> **Data extracts**:

----

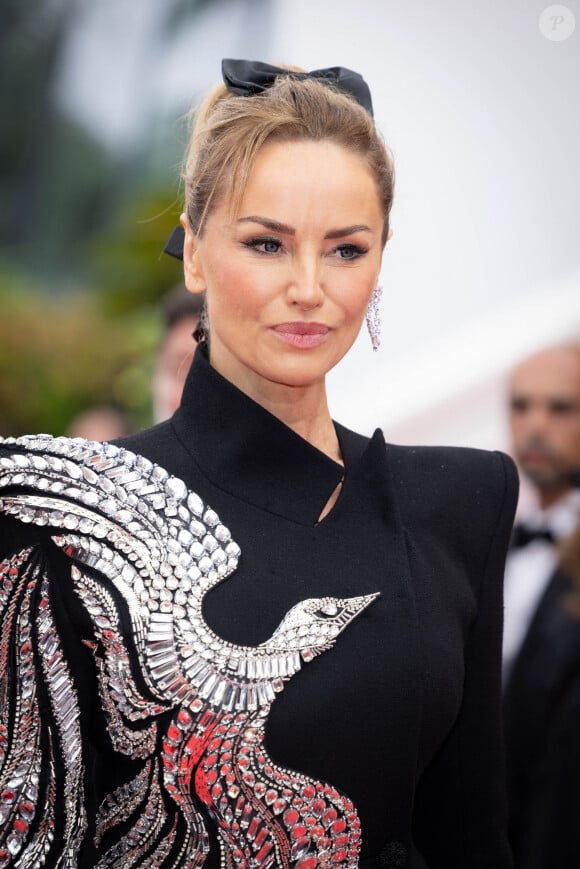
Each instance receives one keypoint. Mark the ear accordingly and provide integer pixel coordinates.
(192, 270)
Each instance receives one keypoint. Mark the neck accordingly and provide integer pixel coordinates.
(549, 497)
(304, 409)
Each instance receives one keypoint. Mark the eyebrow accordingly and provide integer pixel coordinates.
(275, 226)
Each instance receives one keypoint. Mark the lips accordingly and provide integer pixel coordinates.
(302, 335)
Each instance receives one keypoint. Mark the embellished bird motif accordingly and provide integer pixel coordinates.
(186, 704)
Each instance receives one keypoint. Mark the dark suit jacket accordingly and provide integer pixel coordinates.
(542, 732)
(403, 713)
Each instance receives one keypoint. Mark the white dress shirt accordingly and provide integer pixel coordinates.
(529, 569)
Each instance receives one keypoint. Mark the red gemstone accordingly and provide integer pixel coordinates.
(262, 835)
(329, 816)
(263, 852)
(307, 863)
(291, 817)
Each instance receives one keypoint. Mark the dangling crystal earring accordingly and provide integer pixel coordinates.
(374, 317)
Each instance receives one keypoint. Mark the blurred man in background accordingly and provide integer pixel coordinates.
(542, 631)
(181, 316)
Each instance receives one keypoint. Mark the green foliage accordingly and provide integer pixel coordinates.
(60, 355)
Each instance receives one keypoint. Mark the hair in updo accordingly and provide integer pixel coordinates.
(230, 130)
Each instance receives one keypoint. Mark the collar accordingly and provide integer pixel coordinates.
(249, 453)
(561, 518)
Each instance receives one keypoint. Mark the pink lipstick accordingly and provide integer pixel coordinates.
(302, 335)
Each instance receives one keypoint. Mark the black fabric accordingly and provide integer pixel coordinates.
(249, 77)
(541, 713)
(522, 535)
(403, 712)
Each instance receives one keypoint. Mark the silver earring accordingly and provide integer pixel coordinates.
(373, 317)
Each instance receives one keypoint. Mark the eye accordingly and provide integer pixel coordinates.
(562, 407)
(349, 251)
(519, 405)
(264, 245)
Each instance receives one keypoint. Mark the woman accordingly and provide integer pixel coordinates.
(165, 597)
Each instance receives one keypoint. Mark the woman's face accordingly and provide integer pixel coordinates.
(288, 278)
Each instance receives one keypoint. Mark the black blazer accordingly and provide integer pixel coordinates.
(542, 722)
(403, 712)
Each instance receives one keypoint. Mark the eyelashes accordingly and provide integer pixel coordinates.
(269, 246)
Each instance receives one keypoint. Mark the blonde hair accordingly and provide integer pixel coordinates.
(230, 130)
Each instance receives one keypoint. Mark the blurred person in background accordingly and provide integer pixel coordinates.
(181, 313)
(542, 633)
(248, 636)
(101, 423)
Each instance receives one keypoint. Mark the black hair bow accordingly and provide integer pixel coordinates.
(249, 77)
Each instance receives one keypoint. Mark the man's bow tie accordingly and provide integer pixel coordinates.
(522, 535)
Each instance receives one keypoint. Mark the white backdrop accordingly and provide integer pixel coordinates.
(481, 111)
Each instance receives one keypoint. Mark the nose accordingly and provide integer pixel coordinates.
(305, 286)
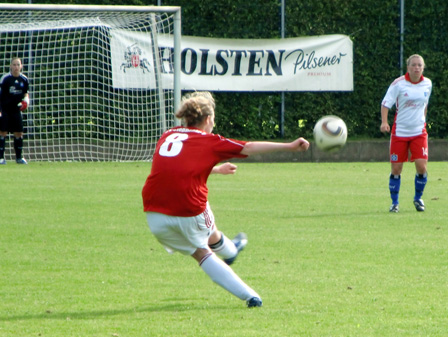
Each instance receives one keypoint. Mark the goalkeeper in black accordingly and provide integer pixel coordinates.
(13, 100)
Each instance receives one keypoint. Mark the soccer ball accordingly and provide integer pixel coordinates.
(330, 133)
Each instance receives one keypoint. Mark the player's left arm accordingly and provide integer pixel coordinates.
(226, 168)
(25, 102)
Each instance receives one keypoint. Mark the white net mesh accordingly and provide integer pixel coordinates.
(101, 83)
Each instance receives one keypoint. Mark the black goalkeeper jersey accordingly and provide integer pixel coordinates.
(12, 91)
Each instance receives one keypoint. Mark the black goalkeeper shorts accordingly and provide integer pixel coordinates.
(11, 122)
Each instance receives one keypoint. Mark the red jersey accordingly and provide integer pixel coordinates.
(183, 160)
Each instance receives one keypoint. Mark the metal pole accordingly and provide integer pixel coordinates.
(401, 35)
(282, 105)
(177, 60)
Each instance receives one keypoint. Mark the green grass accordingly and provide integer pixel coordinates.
(328, 259)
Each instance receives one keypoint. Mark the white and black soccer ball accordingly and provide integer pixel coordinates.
(330, 133)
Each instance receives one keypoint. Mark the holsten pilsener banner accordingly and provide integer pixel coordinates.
(318, 63)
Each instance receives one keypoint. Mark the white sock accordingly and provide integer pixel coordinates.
(224, 276)
(226, 249)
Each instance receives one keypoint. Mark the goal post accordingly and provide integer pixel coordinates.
(104, 80)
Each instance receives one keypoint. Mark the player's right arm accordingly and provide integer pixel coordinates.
(251, 148)
(384, 123)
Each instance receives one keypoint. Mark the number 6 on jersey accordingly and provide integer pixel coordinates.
(172, 145)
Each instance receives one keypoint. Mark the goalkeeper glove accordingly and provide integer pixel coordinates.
(24, 104)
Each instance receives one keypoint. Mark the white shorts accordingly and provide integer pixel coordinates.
(182, 234)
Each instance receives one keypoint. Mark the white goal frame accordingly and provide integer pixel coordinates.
(69, 121)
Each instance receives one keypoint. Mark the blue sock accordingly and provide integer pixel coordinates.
(394, 187)
(2, 147)
(420, 183)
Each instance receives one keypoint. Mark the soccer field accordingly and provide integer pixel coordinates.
(328, 259)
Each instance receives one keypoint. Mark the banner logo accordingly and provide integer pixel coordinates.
(132, 59)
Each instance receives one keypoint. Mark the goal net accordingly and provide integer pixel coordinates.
(104, 80)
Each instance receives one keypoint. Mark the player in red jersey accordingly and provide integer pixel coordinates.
(175, 192)
(13, 100)
(410, 94)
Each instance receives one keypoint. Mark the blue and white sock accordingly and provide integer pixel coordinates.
(224, 276)
(394, 187)
(420, 183)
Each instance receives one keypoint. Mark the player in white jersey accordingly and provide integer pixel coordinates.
(410, 94)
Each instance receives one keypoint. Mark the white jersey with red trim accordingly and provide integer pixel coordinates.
(411, 100)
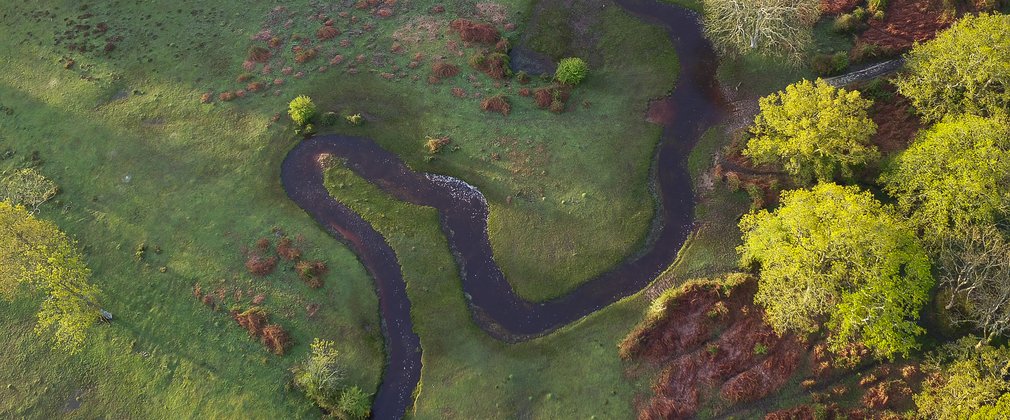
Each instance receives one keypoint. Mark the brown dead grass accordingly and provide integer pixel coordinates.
(443, 70)
(327, 32)
(472, 31)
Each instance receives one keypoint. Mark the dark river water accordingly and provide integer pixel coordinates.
(696, 105)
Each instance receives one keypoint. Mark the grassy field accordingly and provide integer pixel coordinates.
(141, 161)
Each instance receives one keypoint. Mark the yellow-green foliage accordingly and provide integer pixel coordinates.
(301, 109)
(966, 69)
(957, 172)
(835, 250)
(36, 253)
(814, 130)
(968, 382)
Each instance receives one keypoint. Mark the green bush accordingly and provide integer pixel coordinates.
(321, 377)
(572, 71)
(301, 110)
(877, 5)
(355, 404)
(355, 119)
(328, 119)
(847, 23)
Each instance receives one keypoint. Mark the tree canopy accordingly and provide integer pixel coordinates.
(813, 130)
(836, 251)
(771, 27)
(301, 109)
(957, 172)
(965, 69)
(34, 252)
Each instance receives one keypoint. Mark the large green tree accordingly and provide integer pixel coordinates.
(771, 27)
(813, 130)
(957, 172)
(34, 252)
(836, 251)
(965, 69)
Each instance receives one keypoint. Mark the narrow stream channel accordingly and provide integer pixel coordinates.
(496, 308)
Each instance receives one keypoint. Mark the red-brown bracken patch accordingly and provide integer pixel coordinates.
(906, 22)
(475, 32)
(444, 70)
(685, 337)
(327, 32)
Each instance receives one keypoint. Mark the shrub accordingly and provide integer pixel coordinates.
(444, 70)
(355, 119)
(355, 403)
(877, 5)
(28, 188)
(572, 71)
(321, 376)
(522, 77)
(301, 109)
(328, 119)
(846, 23)
(497, 103)
(434, 144)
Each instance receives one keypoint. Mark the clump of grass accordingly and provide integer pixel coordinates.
(475, 32)
(497, 103)
(259, 54)
(444, 70)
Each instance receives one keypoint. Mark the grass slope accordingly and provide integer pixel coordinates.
(141, 161)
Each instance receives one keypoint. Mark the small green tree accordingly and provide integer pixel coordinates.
(35, 252)
(836, 251)
(301, 109)
(966, 69)
(321, 377)
(27, 187)
(813, 130)
(965, 381)
(957, 172)
(572, 71)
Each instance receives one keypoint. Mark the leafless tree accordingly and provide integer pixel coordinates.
(975, 268)
(774, 27)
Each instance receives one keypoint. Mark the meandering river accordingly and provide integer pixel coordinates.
(464, 212)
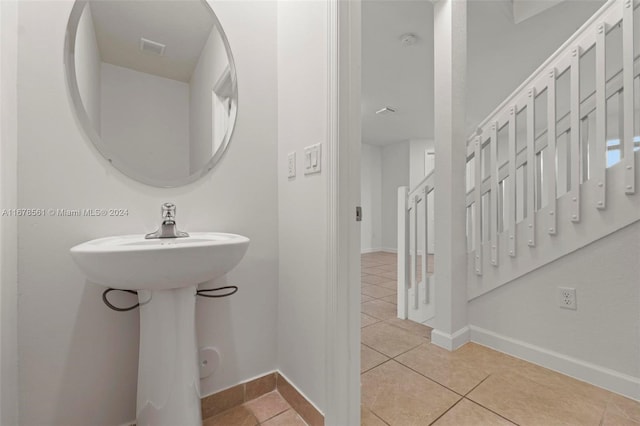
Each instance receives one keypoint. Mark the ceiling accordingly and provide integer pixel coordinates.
(182, 25)
(508, 40)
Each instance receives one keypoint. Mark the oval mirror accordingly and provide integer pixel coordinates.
(153, 85)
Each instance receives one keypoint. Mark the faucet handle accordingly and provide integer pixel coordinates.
(168, 211)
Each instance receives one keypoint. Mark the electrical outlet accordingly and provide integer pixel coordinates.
(291, 165)
(567, 298)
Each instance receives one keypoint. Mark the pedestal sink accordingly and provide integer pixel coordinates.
(166, 273)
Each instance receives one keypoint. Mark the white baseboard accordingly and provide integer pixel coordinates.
(614, 381)
(369, 250)
(374, 250)
(450, 342)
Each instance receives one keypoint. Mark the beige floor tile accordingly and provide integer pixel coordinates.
(390, 299)
(614, 419)
(393, 285)
(564, 384)
(373, 279)
(375, 270)
(367, 418)
(237, 416)
(288, 418)
(364, 298)
(389, 340)
(380, 309)
(370, 358)
(467, 413)
(623, 408)
(390, 275)
(443, 367)
(486, 359)
(366, 320)
(401, 397)
(411, 326)
(528, 402)
(267, 406)
(376, 291)
(392, 267)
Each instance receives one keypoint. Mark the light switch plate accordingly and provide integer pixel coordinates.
(291, 165)
(313, 159)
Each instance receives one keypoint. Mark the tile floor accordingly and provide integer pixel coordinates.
(270, 409)
(408, 381)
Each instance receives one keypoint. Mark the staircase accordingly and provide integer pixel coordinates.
(551, 170)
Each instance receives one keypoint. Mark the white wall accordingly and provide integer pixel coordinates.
(604, 330)
(88, 67)
(78, 359)
(395, 173)
(213, 60)
(8, 225)
(145, 122)
(302, 121)
(371, 198)
(418, 168)
(417, 148)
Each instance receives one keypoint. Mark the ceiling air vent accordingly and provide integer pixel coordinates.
(152, 46)
(385, 111)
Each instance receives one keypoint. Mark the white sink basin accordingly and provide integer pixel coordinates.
(131, 262)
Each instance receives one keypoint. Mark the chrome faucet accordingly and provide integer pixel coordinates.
(168, 227)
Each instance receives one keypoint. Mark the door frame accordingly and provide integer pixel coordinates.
(343, 190)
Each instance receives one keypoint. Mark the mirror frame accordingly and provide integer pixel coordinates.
(83, 118)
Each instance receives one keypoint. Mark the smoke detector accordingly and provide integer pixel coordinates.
(408, 39)
(151, 46)
(385, 110)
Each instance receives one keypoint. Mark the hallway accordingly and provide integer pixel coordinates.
(408, 381)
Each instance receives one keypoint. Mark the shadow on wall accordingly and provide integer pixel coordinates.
(83, 375)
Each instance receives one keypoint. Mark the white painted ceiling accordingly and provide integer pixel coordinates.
(501, 55)
(182, 25)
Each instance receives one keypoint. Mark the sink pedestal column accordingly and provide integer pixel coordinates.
(168, 376)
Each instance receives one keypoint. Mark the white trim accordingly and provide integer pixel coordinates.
(343, 194)
(9, 383)
(453, 341)
(614, 381)
(309, 400)
(370, 250)
(380, 249)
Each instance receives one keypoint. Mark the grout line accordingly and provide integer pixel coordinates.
(448, 409)
(486, 408)
(383, 362)
(473, 388)
(379, 418)
(429, 378)
(493, 411)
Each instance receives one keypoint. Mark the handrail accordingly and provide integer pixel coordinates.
(422, 184)
(542, 69)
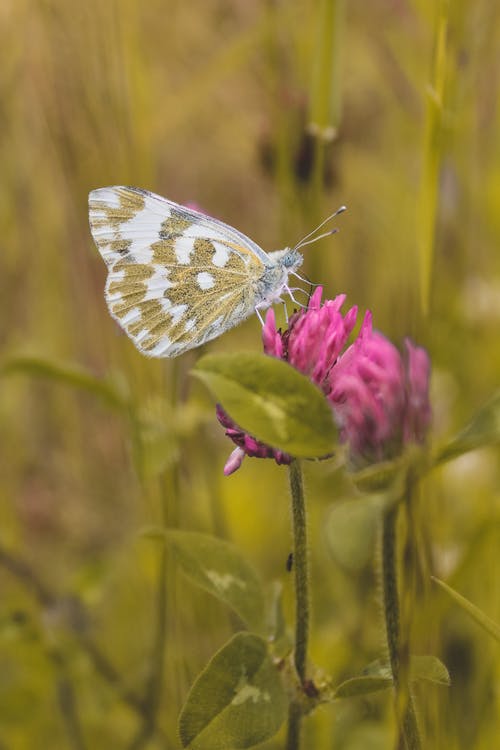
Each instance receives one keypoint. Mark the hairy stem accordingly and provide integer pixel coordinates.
(299, 529)
(405, 709)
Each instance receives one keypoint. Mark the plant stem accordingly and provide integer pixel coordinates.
(301, 572)
(299, 529)
(405, 710)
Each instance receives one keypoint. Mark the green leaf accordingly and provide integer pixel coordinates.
(430, 669)
(272, 401)
(482, 430)
(219, 568)
(483, 620)
(112, 390)
(363, 685)
(378, 676)
(237, 701)
(351, 529)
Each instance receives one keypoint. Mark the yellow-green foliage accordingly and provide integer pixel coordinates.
(209, 102)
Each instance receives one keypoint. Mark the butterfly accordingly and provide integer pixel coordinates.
(176, 277)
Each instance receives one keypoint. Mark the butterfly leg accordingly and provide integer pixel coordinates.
(259, 316)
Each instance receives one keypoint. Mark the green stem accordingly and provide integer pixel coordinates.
(299, 528)
(405, 709)
(300, 567)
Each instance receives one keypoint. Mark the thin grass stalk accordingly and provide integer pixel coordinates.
(432, 154)
(409, 735)
(301, 580)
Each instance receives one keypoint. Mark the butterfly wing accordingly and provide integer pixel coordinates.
(177, 278)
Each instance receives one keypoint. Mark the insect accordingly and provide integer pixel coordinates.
(178, 278)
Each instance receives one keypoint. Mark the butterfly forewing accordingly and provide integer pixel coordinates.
(177, 278)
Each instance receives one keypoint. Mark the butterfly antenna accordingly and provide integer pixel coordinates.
(309, 238)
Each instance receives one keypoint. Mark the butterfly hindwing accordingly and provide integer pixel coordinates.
(177, 278)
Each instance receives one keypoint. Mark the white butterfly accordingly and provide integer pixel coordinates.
(178, 278)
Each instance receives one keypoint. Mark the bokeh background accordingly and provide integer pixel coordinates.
(268, 115)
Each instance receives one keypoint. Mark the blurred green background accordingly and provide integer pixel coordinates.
(213, 102)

----

Output consists of exactly the lines from the one containing "Each instance receives one keypoint. Mark the white butterfly" to the end of the records above, retyped without change and with nothing extra.

Each instance receives one keypoint. Mark the white butterfly accordingly and provide integer pixel coordinates.
(178, 278)
Each instance receives one keypoint. Mark the bokeh background accordingly and provide integer pixel coordinates.
(268, 115)
Each instance receives one keypoint. Mark the blurred green background accordingly and provide integer pixel coordinates.
(213, 102)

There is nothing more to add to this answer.